Copy nothing but the text: reproduce each line of the listing exactly and leave the pictures out.

** START Given records **

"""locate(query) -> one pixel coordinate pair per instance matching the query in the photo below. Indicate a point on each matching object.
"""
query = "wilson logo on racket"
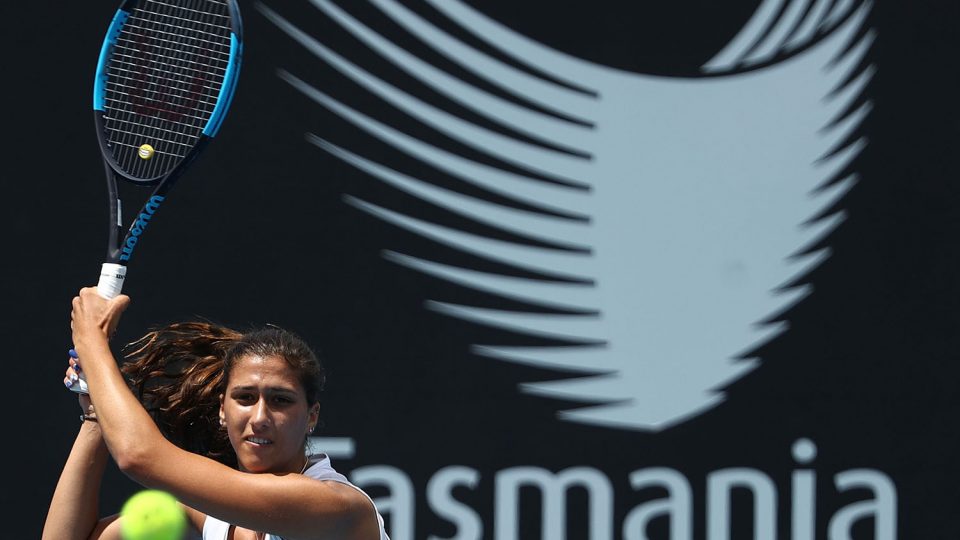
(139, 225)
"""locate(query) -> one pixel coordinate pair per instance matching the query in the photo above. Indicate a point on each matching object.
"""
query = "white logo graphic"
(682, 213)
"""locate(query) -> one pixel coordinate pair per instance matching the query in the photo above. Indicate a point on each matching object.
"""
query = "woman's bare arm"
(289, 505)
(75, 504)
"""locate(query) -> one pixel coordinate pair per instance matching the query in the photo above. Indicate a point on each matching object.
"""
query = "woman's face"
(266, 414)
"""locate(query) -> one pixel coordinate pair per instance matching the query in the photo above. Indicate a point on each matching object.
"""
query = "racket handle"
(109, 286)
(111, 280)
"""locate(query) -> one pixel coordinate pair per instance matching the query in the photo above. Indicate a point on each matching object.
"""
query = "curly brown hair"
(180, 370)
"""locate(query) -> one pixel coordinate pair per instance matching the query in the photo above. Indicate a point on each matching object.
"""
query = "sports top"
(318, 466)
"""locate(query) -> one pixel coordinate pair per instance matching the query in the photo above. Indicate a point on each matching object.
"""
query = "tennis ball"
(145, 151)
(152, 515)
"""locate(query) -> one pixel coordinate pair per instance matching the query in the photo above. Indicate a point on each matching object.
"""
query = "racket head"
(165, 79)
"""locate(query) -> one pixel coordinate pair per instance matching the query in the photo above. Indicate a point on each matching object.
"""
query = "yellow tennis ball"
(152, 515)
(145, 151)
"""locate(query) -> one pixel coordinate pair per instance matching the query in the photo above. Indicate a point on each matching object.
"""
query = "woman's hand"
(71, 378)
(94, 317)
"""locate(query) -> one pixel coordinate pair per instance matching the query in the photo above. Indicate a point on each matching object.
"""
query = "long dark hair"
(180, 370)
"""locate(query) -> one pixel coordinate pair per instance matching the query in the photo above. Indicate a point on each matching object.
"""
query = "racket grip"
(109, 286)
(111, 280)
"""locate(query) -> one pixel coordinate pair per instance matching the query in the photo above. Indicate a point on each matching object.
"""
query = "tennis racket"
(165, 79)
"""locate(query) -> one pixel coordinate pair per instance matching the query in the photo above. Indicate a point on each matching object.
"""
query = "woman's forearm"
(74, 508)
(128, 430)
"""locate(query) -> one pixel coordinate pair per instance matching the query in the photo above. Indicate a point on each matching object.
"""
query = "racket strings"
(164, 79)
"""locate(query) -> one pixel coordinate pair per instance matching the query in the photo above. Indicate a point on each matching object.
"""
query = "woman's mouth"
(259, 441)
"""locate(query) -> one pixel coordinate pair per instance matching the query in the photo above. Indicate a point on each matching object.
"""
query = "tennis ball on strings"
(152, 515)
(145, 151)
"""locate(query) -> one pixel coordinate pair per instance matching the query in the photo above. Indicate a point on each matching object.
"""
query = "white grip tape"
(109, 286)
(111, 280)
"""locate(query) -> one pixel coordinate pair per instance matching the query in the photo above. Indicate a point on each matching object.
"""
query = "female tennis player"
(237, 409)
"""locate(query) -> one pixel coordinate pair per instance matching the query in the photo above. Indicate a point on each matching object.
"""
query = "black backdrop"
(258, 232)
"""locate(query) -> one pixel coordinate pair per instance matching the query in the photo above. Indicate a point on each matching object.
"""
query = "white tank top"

** END Given records **

» Output of the task
"""locate(query) -> one pixel coordinate pair per instance matching the query in the photo below. Indicate a point on each matching object.
"""
query = "wilson logo on racket"
(139, 225)
"""locate(query) -> one pixel coordinate pair per instance matching the query in the photo above. Indicate a point on each matching object.
"""
query = "white logo graphic"
(682, 213)
"""locate(query) -> one pixel coordinate pair per instance matching the query in the photo above. Indicate a point on each matching object.
"""
query = "woman's bare arm"
(289, 505)
(75, 504)
"""locate(query) -> one pixel coordinate pair per instance matching the query in the photo above. Indicate a point on each matching object.
"""
query = "woman's face"
(266, 414)
"""locate(query) -> one pixel coordinate pair per instance matching the query in the photo above. Indicate a point on each matching object.
"""
query = "racket handle"
(109, 286)
(111, 280)
"""locate(query) -> one pixel coordinate pair per instance matching the query in the photo above. Indicate a point on each matching object.
"""
query = "curly brown hair"
(180, 370)
"""locate(query) -> one pixel coordinate pair per instance matching the query in the photo above. Indicate a point on each matching object.
"""
query = "sports top"
(318, 466)
"""locate(query) -> one pixel coordinate pair per instance matching the query in the photo above. Indicate a point on each matching object.
"""
query = "tennis ball"
(145, 151)
(152, 515)
"""locate(query) -> one pixel coordinate pair per instance matching the query in the photo above. Indicate a point on each matching object.
"""
query = "racket head"
(165, 79)
"""locate(query) -> one pixel coordinate pair per instance matching the query in the photo above. Indicate a point on each matching object.
"""
query = "yellow tennis ball"
(152, 515)
(145, 151)
"""locate(query) -> one pixel coordinate pair per instance matching the query in the photo above. Indicate a point on each matching object.
"""
query = "woman's hand"
(71, 378)
(94, 317)
"""locate(query) -> one pixel coordinate pair per instance matching the query in the photo above. Indicate a point on each matching object.
"""
query = "long dark hair"
(180, 370)
"""locate(query) -> one pixel coordinate pair per instance matching the query in the photo above. Indicate a point on each matching object.
"""
query = "racket grip"
(109, 286)
(111, 280)
"""locate(query) -> one pixel coordinate pair per instance matching the query in the photo above. Indicate a point on each matching object.
"""
query = "tennis racket"
(165, 79)
"""locate(query) -> one pixel coordinate pair per instance matching the query in the photo above. Indicate a point on each matching object.
"""
query = "woman's forearm"
(74, 508)
(128, 430)
"""locate(query) -> one pixel coordinate pair per instance matching the query in the photo above. Indicate a point on each matching object.
"""
query = "racket strings"
(164, 79)
"""locate(query) -> one pixel coordinate pair per instance matching the query in the photo above. Indicate a point on each matching object.
"""
query = "woman's mouth"
(259, 441)
"""locate(query) -> one pixel coordinate pair per instance matching the query in the photo above. Indicate a point on each matching object.
"""
query = "tennis ball on strings"
(152, 515)
(145, 151)
"""locate(query) -> one pixel coordinate pair per instance matching the query in the photo above. Indicate a point on each matching object.
"""
query = "white grip tape"
(109, 286)
(111, 280)
"""locate(query) -> one pixel coordinate pair per instance matching the query in the photo above. Indicate a point on each matching object.
"""
query = "female tennis player"
(237, 409)
"""locate(query) -> one pixel coordinate pair per instance matching the query in the photo above. Indicate a point on each matching object.
"""
query = "black backdrop"
(258, 232)
"""locate(query) -> one pixel coordinate pair per instance matching the query in the photo above. Indicate a point on each matching object.
"""
query = "white tank top"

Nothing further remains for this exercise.